▸ CHECK YOUR UNDERSTANDING:
A. Transcribe the article on California's water bond, starting at "FRESNO, California, November" and ending at "program for California.".
B. Answer these questions from the article on California's water bond:
(i) Where did the governor go to sign the act?
(ii) How many people does the governor say the water system was built for?
(iii) How much in federal and local funds does the governor say the bond will leverage?

FRESNO, California, November 10, 2009 (ENS) – California Governor Schwarzenegger went to the Friant Dam near Fresno Monday to sign the Safe, Clean, and Reliable Drinking Water Supply Act of 2010. If approved by the voters next November, the measure would authorize the issuance of bonds in the amount of $11.14 billion to finance a safe drinking water and water supply reliability program for California.

Fresno, a city in California’s agricultural Central Valley, is suffering from water scarcity, as the governor said just before he signed the bill.

“Today a system that was built for 18 million people now is crumbling under the pressure of 38 million people,” the governor said. “The Central Valley is the epicenter of this crisis. Fields lie fallow, communities are devastated, fathers and mothers are unable to provide for their families. I have heard the pleas of the people here from this valley and I’ve heard the pleas of the people from the state of California and I think the legislators have heard those pleas as well.”

Last week California legislators approved a comprehensive, historic water agreement, including the $11 billion bond measure.

Governor Schwarzenegger said the $11 billion bond will leverage another $30 billion in federal and in local funds, so all together this is a $40 billion infrastructure package.

▸ EXTRACTED INFORMATION:

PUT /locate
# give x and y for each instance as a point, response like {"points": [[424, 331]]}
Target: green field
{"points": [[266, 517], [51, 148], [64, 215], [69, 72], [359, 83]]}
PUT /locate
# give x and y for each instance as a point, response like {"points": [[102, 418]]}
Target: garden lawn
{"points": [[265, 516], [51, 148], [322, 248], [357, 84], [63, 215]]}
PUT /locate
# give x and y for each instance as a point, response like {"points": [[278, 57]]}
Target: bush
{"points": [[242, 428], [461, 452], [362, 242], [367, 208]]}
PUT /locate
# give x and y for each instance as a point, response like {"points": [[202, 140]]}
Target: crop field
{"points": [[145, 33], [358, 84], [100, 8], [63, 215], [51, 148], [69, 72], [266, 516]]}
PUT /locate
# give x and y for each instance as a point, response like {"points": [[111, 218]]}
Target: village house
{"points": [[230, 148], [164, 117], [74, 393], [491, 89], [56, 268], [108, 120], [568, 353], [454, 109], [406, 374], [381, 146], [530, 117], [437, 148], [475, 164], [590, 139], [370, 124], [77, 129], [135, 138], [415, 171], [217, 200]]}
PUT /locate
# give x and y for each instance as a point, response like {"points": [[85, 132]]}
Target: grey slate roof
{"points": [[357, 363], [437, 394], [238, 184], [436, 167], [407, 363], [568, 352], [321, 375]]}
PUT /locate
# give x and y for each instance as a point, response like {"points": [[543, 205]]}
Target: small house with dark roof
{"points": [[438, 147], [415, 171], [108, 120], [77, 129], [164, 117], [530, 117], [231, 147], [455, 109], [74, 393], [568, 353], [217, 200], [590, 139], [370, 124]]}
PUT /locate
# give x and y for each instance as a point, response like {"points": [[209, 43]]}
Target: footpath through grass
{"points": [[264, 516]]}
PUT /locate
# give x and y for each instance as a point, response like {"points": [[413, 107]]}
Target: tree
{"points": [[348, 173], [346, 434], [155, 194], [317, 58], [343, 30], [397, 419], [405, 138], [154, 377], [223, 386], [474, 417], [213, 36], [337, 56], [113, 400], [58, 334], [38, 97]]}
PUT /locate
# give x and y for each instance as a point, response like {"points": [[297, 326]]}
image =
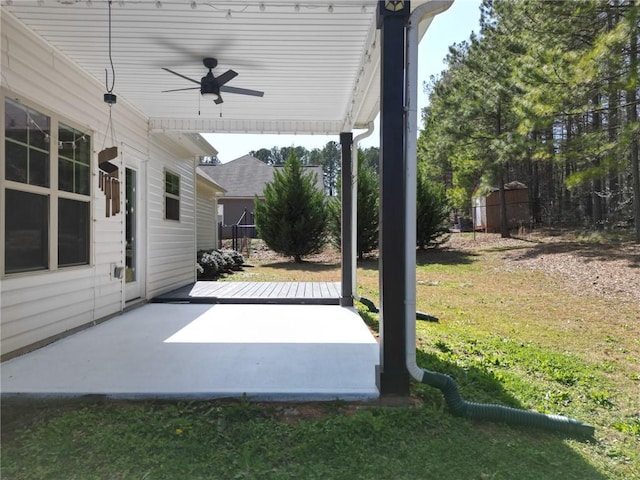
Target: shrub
{"points": [[213, 263]]}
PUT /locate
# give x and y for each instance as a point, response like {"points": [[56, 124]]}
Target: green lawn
{"points": [[507, 336]]}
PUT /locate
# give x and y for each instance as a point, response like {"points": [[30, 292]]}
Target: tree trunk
{"points": [[632, 114], [596, 185]]}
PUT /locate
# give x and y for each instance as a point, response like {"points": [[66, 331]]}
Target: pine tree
{"points": [[432, 211], [292, 218]]}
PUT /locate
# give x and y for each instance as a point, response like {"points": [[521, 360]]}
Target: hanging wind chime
{"points": [[108, 179]]}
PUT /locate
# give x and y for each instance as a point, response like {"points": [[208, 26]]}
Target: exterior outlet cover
{"points": [[118, 272]]}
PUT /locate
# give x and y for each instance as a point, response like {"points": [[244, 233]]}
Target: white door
{"points": [[134, 229]]}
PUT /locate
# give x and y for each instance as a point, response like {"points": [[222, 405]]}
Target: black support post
{"points": [[346, 142], [392, 376]]}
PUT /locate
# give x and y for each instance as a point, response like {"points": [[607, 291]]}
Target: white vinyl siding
{"points": [[37, 306], [207, 216], [172, 245]]}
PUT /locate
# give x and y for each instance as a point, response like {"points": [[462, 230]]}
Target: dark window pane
{"points": [[26, 231], [65, 175], [16, 166], [172, 208], [172, 183], [15, 121], [82, 179], [73, 232], [66, 136], [38, 168]]}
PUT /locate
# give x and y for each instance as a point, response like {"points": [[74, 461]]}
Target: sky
{"points": [[451, 26]]}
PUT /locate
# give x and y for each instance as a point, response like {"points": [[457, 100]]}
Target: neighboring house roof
{"points": [[245, 177], [203, 175]]}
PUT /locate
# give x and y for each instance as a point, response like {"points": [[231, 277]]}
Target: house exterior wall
{"points": [[207, 215], [37, 306]]}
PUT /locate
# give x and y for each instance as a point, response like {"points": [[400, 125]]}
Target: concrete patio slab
{"points": [[193, 351]]}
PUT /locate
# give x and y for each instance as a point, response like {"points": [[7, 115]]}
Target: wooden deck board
{"points": [[255, 292]]}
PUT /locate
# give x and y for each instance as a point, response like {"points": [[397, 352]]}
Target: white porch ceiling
{"points": [[317, 61]]}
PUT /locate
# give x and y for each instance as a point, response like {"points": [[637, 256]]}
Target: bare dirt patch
{"points": [[608, 270]]}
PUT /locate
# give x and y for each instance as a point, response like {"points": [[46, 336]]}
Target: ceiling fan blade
{"points": [[180, 75], [180, 89], [242, 91], [225, 77]]}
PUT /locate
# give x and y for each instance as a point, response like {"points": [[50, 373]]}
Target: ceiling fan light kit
{"points": [[212, 85]]}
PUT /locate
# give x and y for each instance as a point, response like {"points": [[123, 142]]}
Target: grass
{"points": [[509, 337]]}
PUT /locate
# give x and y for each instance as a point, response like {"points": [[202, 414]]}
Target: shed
{"points": [[486, 208]]}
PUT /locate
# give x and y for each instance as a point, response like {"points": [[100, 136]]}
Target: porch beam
{"points": [[392, 376], [348, 236]]}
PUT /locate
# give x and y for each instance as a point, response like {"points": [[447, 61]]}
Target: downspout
{"points": [[445, 383], [354, 208]]}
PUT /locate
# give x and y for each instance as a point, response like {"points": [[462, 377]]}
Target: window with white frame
{"points": [[171, 196], [47, 191]]}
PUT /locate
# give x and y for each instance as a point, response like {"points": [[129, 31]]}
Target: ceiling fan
{"points": [[212, 85]]}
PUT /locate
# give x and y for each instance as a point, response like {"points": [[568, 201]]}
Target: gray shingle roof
{"points": [[246, 176]]}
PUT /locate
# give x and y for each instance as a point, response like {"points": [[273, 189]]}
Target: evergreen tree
{"points": [[432, 211], [292, 218]]}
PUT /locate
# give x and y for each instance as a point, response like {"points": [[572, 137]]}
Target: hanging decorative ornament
{"points": [[109, 173]]}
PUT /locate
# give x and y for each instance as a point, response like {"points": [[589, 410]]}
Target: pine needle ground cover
{"points": [[509, 332]]}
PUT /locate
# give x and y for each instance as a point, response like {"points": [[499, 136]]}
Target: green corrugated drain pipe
{"points": [[425, 13], [480, 411]]}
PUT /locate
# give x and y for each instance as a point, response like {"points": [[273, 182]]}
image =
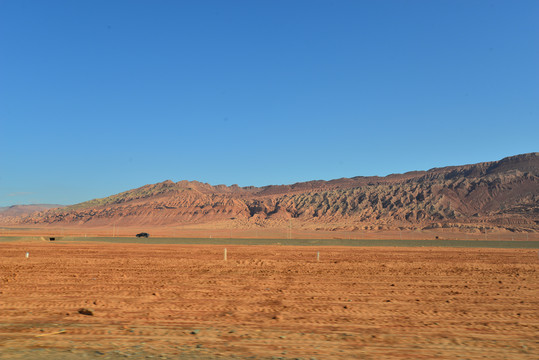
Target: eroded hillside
{"points": [[503, 193]]}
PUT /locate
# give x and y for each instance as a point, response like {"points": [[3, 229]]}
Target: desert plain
{"points": [[85, 300]]}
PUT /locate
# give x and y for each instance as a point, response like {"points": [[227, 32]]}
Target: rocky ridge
{"points": [[503, 194]]}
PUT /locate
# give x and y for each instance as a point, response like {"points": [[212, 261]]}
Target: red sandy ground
{"points": [[182, 301]]}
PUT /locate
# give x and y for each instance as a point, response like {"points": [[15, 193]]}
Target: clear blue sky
{"points": [[98, 97]]}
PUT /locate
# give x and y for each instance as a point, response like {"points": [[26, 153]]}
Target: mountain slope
{"points": [[502, 193]]}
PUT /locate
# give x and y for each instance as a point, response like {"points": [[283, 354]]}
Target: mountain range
{"points": [[502, 194]]}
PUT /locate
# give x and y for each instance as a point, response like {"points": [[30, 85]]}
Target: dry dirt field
{"points": [[264, 302]]}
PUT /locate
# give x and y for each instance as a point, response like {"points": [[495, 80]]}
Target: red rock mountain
{"points": [[504, 194]]}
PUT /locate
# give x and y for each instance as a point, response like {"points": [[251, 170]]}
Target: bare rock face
{"points": [[502, 193]]}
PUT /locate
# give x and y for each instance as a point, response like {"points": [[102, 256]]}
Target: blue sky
{"points": [[98, 97]]}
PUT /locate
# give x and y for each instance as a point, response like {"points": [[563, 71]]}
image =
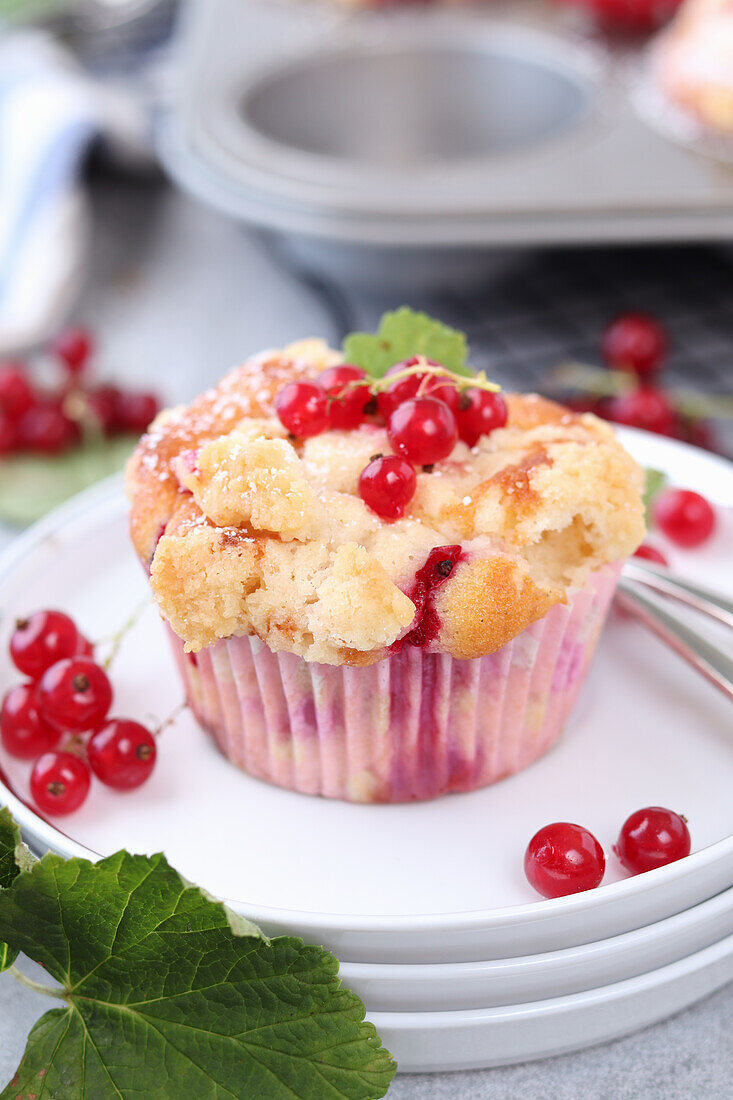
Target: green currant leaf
{"points": [[14, 858], [655, 482], [170, 997], [402, 334], [33, 484]]}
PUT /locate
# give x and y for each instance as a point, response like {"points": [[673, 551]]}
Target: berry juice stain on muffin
{"points": [[435, 572]]}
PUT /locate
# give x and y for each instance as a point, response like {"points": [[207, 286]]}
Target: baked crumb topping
{"points": [[248, 531]]}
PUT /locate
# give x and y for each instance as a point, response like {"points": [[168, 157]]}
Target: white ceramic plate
{"points": [[438, 881], [501, 982], [438, 1041]]}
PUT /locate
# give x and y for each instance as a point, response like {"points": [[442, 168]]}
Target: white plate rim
{"points": [[573, 905]]}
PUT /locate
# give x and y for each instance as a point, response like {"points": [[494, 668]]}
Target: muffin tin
{"points": [[392, 132]]}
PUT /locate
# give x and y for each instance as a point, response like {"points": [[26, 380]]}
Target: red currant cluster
{"points": [[68, 695], [426, 410], [565, 859], [51, 421], [636, 345]]}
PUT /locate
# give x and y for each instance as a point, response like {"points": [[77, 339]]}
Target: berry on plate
{"points": [[24, 734], [122, 754], [685, 517], [562, 858], [42, 639], [652, 837], [75, 694], [59, 782]]}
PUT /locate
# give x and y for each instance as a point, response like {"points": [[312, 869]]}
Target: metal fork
{"points": [[649, 595]]}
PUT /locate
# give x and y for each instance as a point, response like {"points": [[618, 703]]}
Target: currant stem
{"points": [[35, 986], [117, 638], [171, 718], [478, 381]]}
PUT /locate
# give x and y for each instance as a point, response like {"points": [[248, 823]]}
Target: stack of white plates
{"points": [[458, 961]]}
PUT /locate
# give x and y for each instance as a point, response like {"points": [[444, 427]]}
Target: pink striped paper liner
{"points": [[412, 727]]}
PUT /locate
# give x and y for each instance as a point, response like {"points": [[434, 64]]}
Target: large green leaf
{"points": [[33, 484], [168, 998], [655, 481], [402, 334], [13, 858]]}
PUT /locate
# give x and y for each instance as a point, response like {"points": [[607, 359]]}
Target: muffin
{"points": [[423, 642], [693, 63]]}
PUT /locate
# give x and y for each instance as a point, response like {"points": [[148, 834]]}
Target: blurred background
{"points": [[184, 184]]}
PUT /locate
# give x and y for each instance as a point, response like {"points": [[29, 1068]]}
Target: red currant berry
{"points": [[41, 640], [387, 485], [634, 342], [428, 385], [46, 429], [102, 404], [74, 347], [23, 732], [75, 694], [630, 17], [645, 408], [346, 400], [8, 435], [17, 395], [59, 782], [652, 837], [686, 517], [122, 754], [423, 430], [564, 859], [480, 413], [651, 553], [134, 411], [303, 408]]}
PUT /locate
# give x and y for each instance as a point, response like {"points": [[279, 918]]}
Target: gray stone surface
{"points": [[177, 295]]}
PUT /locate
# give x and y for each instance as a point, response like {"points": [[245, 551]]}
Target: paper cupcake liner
{"points": [[411, 727]]}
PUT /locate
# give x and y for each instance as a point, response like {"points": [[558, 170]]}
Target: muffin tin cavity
{"points": [[405, 107]]}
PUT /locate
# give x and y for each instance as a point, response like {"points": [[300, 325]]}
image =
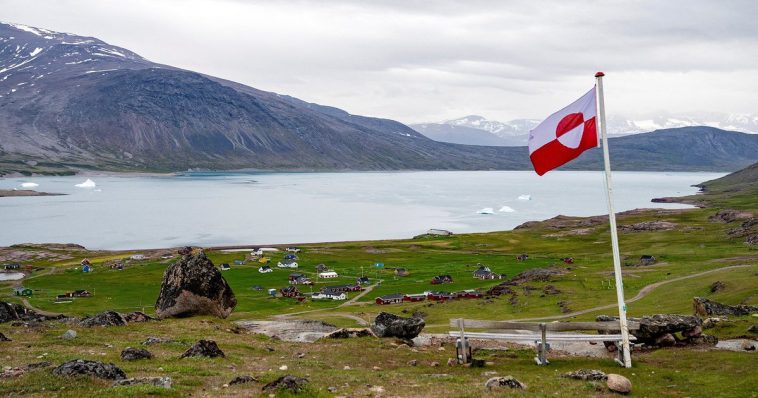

▸ ANSWERS TO THIS EXERCISE:
A.
FRESNO, California, November 10, 2009 (ENS) – California Governor Schwarzenegger went to the Friant Dam near Fresno Monday to sign the Safe, Clean, and Reliable Drinking Water Supply Act of 2010. If approved by the voters next November, the measure would authorize the issuance of bonds in the amount of $11.14 billion to finance a safe drinking water and water supply reliability program for California.

B.
(i) The Friant Dam near Fresno
(ii) 18 million people
(iii) $30 billion